-- Activity list --
1. Reproduce word for word the part of the essay about snow in Portland that opens with the words containing "When it snows in" and closes with "path to freedom.".
2. Carry the essay about snow in Portland forward from its last sentence.
[Opening Selected extract section]
Snow Plow Dreams – Parshat Yitro 5781

I have been traumatized by snow ever since moving to Portland. I grew up in Michigan where snow wasn’t really a big deal. It snowed most of the winter, but since that was the norm, the city was built to deal with it. We had ample snow plows and systems in place to keep roads safe. At 3:00 a.m. on snowy mornings I’d often be woken up by the sound of the plows clearing driveways and streets, knowing we’d have school that day.

When it snows in Portland, the city shuts down. We don’t currently own a car with all-wheel drive, and we live at the bottom of two slightly sloping hills in our neighborhood, so when it snows, we’re stuck until it melts. The longest we’ve stuck at home was seven complete days, back when we had a 3-year-old and 3-month-old. To say it was traumatizing is an understatement. Now every time they predict snow, I run to the store to stock up on essentials (and then some) so we won’t be stuck without. My stomach ties in knots just thinking about the first flakes falling to the ground. The weird thing is on the few snowy days we have, I’ll still wake up in the middle of the night because I think I hear a snow plow whisk through our street, pushing a path to freedom.
[Closing Selected extract section]
[Opening Entries shown section]
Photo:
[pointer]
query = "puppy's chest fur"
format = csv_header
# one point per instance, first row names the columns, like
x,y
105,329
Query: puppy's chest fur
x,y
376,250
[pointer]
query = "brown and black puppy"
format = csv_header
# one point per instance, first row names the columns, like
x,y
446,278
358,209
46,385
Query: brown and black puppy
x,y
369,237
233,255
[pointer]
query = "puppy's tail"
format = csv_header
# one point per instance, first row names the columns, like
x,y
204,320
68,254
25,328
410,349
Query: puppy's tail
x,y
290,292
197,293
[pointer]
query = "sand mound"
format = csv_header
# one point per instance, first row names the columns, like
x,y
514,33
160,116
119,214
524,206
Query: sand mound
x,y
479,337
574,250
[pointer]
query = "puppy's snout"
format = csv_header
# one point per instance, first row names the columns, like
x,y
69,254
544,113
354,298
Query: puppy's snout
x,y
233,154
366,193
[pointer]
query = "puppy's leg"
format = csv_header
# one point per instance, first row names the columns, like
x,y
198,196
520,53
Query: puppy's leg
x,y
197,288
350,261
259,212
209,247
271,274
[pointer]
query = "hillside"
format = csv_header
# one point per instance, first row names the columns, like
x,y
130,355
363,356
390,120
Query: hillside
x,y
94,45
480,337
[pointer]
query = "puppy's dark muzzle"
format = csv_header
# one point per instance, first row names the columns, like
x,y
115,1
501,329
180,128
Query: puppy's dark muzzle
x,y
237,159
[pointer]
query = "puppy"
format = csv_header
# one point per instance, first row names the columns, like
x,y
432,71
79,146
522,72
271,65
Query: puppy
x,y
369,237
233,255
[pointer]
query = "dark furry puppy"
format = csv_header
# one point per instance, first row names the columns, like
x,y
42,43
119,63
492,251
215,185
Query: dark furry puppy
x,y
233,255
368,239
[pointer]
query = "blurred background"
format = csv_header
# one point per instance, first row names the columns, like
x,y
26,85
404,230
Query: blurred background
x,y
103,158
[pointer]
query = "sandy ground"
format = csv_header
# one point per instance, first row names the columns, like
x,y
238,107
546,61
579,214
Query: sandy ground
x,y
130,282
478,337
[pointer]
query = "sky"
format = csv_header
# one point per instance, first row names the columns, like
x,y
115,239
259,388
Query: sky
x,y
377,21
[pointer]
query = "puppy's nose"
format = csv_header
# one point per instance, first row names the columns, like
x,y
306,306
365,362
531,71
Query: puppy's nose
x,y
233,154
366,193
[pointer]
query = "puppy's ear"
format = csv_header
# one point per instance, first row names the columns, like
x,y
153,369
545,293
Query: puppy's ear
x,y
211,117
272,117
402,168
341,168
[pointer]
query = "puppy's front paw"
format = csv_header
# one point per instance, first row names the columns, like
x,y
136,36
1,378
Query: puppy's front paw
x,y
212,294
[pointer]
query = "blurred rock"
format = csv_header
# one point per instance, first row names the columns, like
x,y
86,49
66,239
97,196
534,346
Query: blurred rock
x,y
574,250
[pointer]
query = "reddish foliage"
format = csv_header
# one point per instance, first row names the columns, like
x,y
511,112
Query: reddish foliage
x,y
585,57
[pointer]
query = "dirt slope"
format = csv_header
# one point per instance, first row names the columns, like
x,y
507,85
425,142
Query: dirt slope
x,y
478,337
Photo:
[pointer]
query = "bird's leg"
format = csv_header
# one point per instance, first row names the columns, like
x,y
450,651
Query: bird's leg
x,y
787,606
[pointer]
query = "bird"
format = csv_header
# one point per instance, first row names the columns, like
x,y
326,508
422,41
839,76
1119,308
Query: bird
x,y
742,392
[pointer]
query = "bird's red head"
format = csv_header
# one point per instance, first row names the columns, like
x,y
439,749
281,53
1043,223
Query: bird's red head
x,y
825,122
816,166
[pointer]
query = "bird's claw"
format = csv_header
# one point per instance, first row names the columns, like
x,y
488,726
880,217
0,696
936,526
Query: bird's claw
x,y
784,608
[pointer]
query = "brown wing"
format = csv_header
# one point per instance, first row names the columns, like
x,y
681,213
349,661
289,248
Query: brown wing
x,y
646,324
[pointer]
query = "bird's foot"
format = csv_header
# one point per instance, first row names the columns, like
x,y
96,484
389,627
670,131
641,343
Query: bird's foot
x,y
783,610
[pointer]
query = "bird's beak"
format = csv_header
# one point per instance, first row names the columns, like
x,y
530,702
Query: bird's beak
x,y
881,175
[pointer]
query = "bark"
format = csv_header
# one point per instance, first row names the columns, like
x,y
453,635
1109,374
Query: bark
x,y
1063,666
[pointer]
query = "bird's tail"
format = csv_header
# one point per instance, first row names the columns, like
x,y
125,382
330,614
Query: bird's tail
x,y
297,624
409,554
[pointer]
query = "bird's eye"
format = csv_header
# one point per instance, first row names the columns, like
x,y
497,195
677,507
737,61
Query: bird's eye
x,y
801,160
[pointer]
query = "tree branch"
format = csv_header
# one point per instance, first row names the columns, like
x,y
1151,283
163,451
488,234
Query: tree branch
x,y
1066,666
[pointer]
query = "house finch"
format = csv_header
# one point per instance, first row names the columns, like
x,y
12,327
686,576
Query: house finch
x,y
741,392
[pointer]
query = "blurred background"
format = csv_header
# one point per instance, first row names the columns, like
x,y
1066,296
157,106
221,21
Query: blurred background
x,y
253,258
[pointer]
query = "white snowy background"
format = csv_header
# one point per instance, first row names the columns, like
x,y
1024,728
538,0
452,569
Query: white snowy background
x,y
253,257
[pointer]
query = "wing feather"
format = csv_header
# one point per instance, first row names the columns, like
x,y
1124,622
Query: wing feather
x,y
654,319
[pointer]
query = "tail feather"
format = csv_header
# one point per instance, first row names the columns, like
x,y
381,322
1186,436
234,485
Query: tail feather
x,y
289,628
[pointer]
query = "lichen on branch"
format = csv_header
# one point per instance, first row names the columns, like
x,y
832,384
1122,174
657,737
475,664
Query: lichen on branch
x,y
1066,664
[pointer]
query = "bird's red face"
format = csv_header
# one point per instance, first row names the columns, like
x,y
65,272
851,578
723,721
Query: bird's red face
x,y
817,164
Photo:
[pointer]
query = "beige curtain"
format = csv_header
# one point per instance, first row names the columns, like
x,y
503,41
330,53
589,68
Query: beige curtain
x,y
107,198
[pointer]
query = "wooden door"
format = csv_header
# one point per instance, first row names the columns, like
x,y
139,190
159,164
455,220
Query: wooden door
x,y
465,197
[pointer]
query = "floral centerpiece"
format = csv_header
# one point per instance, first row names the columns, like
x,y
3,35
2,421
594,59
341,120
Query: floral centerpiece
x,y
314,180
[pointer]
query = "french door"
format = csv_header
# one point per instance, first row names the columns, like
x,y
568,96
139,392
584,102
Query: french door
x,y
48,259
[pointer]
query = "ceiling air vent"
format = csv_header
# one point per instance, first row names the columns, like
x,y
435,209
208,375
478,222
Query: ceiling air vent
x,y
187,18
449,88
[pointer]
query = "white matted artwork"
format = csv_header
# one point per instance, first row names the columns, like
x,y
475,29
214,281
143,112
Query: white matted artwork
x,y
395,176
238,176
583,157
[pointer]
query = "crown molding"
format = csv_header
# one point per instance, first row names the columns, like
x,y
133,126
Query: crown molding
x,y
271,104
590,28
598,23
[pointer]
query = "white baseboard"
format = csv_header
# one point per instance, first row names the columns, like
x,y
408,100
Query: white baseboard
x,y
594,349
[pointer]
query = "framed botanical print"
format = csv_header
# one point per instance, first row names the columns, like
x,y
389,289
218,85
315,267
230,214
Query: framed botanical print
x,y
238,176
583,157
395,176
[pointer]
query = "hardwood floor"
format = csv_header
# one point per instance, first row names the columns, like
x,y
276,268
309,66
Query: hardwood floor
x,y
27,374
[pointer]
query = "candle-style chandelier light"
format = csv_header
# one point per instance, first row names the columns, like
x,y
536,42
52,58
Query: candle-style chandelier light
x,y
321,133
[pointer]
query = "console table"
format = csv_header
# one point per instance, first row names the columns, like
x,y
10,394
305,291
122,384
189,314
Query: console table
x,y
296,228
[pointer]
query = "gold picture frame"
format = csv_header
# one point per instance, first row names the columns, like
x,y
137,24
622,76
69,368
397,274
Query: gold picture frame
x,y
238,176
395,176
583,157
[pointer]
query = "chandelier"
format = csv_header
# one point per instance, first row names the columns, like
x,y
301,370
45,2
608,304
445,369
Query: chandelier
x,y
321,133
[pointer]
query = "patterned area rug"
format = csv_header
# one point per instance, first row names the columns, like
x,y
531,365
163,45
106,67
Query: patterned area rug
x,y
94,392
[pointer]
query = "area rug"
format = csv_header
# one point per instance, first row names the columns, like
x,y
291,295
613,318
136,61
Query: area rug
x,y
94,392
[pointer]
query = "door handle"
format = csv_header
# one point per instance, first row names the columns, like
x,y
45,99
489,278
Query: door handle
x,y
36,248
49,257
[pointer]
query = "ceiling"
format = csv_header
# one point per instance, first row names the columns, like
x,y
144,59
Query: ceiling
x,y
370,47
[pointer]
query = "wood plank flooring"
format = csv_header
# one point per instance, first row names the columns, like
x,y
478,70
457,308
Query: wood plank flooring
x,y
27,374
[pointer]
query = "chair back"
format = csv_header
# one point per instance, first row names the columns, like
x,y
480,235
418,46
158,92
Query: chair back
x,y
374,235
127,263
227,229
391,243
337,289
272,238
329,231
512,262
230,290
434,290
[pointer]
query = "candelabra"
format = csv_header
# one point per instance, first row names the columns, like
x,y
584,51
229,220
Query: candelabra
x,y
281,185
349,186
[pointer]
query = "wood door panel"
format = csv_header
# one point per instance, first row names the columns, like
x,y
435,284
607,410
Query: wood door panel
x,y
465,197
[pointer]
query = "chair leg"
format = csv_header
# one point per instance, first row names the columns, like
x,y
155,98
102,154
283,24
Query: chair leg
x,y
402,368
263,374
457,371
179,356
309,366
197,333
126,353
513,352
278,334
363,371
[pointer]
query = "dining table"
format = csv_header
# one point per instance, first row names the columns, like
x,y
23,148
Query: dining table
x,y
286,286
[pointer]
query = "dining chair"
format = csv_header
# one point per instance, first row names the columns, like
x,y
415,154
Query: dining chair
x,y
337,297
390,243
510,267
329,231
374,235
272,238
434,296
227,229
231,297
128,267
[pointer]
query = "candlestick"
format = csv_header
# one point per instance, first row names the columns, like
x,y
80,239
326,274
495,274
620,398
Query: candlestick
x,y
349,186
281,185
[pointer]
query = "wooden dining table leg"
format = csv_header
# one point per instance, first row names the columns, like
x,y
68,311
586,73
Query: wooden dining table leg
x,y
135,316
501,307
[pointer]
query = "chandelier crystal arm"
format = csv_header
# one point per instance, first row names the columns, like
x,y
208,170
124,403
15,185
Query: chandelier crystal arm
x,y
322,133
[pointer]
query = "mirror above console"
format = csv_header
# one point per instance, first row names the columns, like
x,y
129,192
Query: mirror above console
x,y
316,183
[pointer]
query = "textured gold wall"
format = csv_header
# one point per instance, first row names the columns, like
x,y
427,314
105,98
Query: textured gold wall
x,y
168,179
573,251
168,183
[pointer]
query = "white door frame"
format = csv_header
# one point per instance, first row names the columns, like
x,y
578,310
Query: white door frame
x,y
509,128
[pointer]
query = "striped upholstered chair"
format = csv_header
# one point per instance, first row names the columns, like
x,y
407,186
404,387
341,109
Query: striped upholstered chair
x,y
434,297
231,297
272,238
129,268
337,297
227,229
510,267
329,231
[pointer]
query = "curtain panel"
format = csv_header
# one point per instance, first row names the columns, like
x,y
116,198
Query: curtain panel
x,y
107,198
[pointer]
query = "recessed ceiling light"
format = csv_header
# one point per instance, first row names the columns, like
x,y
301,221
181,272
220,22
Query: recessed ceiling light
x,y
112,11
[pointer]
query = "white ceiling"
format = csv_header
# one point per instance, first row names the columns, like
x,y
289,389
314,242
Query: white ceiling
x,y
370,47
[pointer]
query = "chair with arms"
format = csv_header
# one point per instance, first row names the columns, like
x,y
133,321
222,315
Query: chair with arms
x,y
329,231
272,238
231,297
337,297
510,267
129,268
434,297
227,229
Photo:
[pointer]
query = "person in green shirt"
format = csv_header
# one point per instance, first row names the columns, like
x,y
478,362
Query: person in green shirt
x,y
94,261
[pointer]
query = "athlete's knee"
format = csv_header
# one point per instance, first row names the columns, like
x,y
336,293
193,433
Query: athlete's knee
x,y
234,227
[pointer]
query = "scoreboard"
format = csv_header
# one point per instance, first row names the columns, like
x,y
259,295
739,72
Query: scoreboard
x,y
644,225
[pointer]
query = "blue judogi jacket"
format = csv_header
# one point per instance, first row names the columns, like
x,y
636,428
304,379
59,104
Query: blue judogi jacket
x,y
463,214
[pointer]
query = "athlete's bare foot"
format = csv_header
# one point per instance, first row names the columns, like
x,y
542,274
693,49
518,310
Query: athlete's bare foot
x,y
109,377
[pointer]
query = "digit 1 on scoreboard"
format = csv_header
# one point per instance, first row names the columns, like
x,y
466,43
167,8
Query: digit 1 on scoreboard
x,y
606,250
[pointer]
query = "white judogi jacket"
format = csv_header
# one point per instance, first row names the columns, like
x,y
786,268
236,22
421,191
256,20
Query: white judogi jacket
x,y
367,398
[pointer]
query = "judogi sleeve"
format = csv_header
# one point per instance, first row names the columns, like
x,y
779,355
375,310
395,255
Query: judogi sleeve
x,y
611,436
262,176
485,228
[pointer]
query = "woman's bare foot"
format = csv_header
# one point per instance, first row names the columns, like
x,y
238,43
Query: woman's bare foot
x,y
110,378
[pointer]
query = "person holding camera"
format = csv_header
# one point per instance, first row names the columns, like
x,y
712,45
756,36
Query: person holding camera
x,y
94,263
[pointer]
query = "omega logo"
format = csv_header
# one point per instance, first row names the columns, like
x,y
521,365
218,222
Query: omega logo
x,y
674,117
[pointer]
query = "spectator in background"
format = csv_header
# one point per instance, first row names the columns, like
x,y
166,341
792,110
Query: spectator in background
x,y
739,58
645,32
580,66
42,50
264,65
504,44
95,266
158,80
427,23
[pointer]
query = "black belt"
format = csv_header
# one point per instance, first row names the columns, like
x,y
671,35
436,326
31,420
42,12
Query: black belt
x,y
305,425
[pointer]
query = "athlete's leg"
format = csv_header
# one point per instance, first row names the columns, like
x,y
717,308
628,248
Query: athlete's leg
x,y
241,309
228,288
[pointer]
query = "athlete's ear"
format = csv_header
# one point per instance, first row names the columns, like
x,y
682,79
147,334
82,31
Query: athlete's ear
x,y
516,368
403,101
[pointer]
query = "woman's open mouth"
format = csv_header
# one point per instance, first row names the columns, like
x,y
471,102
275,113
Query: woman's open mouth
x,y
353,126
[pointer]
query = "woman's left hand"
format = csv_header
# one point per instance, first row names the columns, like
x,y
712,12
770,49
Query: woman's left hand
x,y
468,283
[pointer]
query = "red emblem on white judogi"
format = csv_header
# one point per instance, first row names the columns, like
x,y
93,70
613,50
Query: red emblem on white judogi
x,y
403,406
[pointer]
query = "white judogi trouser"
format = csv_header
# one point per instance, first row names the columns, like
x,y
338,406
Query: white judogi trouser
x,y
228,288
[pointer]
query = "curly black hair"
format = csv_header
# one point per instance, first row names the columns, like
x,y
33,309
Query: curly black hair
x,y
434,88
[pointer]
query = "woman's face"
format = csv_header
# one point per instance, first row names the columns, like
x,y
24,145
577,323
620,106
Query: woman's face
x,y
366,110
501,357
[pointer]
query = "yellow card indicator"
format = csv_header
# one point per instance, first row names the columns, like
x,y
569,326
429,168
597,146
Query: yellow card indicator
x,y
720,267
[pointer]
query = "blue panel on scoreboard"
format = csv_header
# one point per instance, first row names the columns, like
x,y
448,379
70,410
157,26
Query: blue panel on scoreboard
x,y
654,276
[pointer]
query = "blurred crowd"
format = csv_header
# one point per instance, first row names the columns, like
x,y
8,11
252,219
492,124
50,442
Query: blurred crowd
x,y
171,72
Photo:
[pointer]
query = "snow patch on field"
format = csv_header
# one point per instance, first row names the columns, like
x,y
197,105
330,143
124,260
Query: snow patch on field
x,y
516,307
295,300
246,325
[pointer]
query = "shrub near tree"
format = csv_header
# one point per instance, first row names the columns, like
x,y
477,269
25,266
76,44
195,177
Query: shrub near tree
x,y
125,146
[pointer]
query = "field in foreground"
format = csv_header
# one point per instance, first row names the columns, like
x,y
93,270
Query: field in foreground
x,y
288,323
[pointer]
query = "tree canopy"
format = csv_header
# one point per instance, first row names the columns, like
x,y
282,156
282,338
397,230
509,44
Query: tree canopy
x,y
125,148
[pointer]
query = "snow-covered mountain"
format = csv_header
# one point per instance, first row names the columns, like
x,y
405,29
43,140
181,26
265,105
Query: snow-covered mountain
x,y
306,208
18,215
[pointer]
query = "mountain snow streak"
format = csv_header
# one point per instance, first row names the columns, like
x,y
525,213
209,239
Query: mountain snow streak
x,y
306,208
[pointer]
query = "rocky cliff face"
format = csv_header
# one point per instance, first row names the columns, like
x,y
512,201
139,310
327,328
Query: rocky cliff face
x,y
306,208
[Closing Entries shown section]
-- Outputs for the tasks --
1.
When it snows in Portland, the city shuts down. We don’t currently own a car with all-wheel drive, and we live at the bottom of two slightly sloping hills in our neighborhood, so when it snows, we’re stuck until it melts. The longest we’ve stuck at home was seven complete days, back when we had a 3-year-old and 3-month-old. To say it was traumatizing is an understatement. Now every time they predict snow, I run to the store to stock up on essentials (and then some) so we won’t be stuck without. My stomach ties in knots just thinking about the first flakes falling to the ground. The weird thing is on the few snowy days we have, I’ll still wake up in the middle of the night because I think I hear a snow plow whisk through our street, pushing a path to freedom.

2.
Why do our brains do this? Why do certain smells or sounds trick us at our most vulnerable moments? I can’t explain the biology of it, but I can tell you this happens in the Torah too, especially in our parshah this week, Yitro.

The central piece of the portion is the giving of the Ten Commandments by God to Moshe and the people Israel. We now have a set of laws to live by, a guide to being a free people outside of slavery. But before the Torah gives us these laws, it reminds us of the family relationship Moshe has with his father-in-law and how he sets up a legal system. And the end encapsulates the experience of intensity of being at Sinai, but in an odd way.

Chapter 20, verse 15 reads, “All the people saw the thunder and the blare of the horn.” Why is the wrong verb used here? We don’t see thunder and hear lightning, we hear thunder and see lightning. Why the reversal? A common interpretation is that the experience was so intense and so overwhelming that their senses were all in a tizzy and they experienced something beyond what they knew as reality. And the key is it doesn’t matter if the thunder was actually visible in some miraculous way, only that it seemed that way to the Israelites. It’s not necessarily that the scrambling of the senses caused an intense experience, but perhaps that the intense experience caused the scrambling of the senses.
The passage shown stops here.